■ WHAT IS EXPECTED ■
Each line below should be quoted exactly, please.
################
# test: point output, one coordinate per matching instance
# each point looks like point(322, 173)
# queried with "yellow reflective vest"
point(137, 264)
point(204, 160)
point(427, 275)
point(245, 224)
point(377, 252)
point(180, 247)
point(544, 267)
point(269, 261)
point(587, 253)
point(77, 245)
################
■ TASK RESPONSE ■
# test: point output, one coordinate per matching instance
# each point looks like point(322, 173)
# queried with "yellow reflective vest"
point(137, 264)
point(204, 160)
point(427, 275)
point(245, 224)
point(377, 252)
point(180, 247)
point(544, 267)
point(269, 261)
point(587, 253)
point(77, 245)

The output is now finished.